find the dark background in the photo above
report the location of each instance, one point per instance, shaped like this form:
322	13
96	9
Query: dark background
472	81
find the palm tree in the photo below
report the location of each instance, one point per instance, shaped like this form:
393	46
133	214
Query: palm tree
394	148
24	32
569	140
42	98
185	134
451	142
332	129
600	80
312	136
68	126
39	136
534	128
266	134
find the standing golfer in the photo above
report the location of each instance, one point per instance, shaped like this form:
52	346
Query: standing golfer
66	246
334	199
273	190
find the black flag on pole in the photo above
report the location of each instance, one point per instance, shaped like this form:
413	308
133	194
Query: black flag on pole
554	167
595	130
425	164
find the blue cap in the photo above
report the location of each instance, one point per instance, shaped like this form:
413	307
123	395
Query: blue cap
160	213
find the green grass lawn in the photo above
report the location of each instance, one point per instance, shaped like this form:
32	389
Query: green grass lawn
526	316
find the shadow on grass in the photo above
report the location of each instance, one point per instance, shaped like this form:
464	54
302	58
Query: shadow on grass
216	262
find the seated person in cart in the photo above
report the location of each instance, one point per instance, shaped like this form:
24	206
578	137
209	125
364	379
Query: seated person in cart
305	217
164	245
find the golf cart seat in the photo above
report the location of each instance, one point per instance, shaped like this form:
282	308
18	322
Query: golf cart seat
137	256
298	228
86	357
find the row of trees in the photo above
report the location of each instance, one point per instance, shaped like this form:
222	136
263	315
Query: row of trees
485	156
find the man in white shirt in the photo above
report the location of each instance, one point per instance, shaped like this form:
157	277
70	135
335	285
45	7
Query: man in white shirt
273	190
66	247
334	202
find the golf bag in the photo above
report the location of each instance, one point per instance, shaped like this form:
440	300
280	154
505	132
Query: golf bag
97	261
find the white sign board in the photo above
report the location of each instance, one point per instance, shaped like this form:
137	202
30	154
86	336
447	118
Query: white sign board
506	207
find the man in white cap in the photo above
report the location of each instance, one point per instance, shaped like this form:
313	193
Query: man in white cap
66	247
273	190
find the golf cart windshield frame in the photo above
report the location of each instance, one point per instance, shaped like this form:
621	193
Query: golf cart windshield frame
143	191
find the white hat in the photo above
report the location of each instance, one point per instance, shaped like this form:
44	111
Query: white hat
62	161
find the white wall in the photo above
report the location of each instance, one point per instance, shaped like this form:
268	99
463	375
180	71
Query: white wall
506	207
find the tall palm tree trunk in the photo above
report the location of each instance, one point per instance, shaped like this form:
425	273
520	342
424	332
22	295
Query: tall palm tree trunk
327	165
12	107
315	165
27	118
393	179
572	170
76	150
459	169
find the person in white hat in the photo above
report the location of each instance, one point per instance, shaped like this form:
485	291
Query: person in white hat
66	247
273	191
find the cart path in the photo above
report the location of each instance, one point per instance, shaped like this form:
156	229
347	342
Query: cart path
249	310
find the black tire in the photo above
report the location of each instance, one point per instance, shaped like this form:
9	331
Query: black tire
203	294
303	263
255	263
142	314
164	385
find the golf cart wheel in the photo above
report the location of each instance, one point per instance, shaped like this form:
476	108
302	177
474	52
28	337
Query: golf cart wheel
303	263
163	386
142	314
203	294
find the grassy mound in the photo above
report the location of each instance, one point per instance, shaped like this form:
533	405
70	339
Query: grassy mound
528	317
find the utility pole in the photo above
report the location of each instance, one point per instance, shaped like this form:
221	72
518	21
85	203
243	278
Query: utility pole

☆ ☆ ☆ ☆

● **Task prompt**: Every entry needs to be retyped exactly.

● **Answer to the exercise**:
find the dark background in the photo above
report the location of each instance, one point per instance, shaped like this form:
322	13
96	9
Query: dark background
472	81
find the palm tree in the photo below
report the location of each instance, one point per instance, shaped like this form:
393	46
133	214
Query: palm tree
394	148
24	32
569	140
42	98
185	134
451	142
332	129
600	80
312	136
68	126
39	136
534	128
266	134
find the standing golfer in the photo above
report the location of each instance, one point per instance, shaped like this form:
52	346
Query: standing golfer
66	246
334	199
273	190
find the black flag on pole in the photo above
report the location of each instance, one point per instance, shaped like this form:
413	308
133	194
Query: black flag on pole
554	167
595	130
425	164
find the blue cap in the photo above
report the location of each instance, one point per instance, shaped like this form:
413	307
123	395
Query: blue cap
160	213
find the green grass lawn in the photo above
report the location of each instance, one point per instance, shaped like this form:
32	389
Query: green grass lawn
526	316
find the shadow on grass in the photo above
report the location of each instance, one point per instance, shaped like this form:
464	54
302	58
Query: shadow on grass
216	262
find the seated person in cart in the photo above
report the location of each instance, one point per instance, shaped like this form:
24	206
578	137
209	125
364	379
Query: seated person in cart
305	217
164	245
find the golf cart seat in the photo above
report the location of each instance, one point per instance, shaped like this form:
282	308
18	322
Query: golf cart seat
137	256
298	228
86	357
find the row of trees in the photo above
report the location of each instance, one point per instance, shaped like this form:
222	136
263	315
Query: row of trees
485	156
find the man in white shirt in the photo above
report the location of each instance, one point per instance, shaped like this form:
157	277
70	135
335	285
45	7
Query: man in white shirt
273	190
66	247
334	202
find the golf bag in the photo above
report the location of each instance, one point per instance, shaped like this form:
440	300
280	154
505	132
Query: golf bag
97	261
find the white sign board in the photo above
report the location of each instance, one point per instance, shaped like this form:
137	202
30	154
86	336
447	118
Query: white sign board
506	207
find the man in white cap in the photo above
report the location of each instance, one point per instance, shaped like this form:
313	193
Query: man in white cap
66	247
273	190
find the golf cart windshield frame in the photo above
report the location of each instance, one point per instance, shaped like this form:
621	193
Query: golf cart windshield frame
143	191
find the white hat in the photo above
report the location of each instance, one point per instance, shaped like this form:
44	111
Query: white hat
62	161
find the white wall in the photo above
report the location of each instance, one point per instance, shaped like this form:
268	99
463	375
180	71
Query: white wall
506	207
find the tall palm tree trunk in the photo above
report the location of each instance, one point per instance, shaped like this form:
425	273
520	342
424	332
22	295
Query: tall palm tree trunk
327	165
12	107
315	165
27	118
393	179
572	170
76	150
459	169
find the person in white hat in the photo above
report the location of each instance, one point per instance, shaped like this form:
485	291
Query: person in white hat
66	247
273	191
find the cart path in the photo above
report the location of each instance, one point per instance, shaped like this form:
156	229
347	342
Query: cart path
249	310
find the black tire in the photo above
report the location of each instance, one point per instance, shaped like this form:
9	331
Query: black tire
203	294
303	263
255	263
142	314
164	385
find the golf cart wheel in the photo above
report the location of each instance, one point per instance, shaped like this form:
476	108
302	177
474	52
28	337
Query: golf cart wheel
303	263
163	386
142	314
203	294
find the grassy mound in the photo above
report the location of each instance, one point per instance, shaped like this form:
533	405
70	339
Query: grassy mound
528	317
find the utility pole in the photo above
report the location of each instance, one point per instance, shaped like this form:
221	72
518	21
85	203
243	278
Query: utility pole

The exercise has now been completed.